### Given exercise
Copy each of the rows below word for word, changing nothing.

### Records shown
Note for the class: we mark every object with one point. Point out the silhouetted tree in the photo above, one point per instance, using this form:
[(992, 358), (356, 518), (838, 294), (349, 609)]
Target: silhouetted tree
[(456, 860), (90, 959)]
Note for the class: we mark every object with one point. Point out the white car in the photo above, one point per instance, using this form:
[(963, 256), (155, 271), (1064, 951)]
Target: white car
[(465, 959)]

### Complete response
Note for the class: we mark every object with one point. Point out the silhouetted tree in the photo above, one point per instance, using this form:
[(992, 358), (356, 518), (838, 294), (349, 609)]
Target: silhouetted tree
[(456, 860), (90, 959)]
Note for the class: we mark every object with one point. Point out the white car in the photo above, one point per instance, using this form:
[(963, 256), (155, 271), (1064, 951)]
Target: white car
[(465, 959)]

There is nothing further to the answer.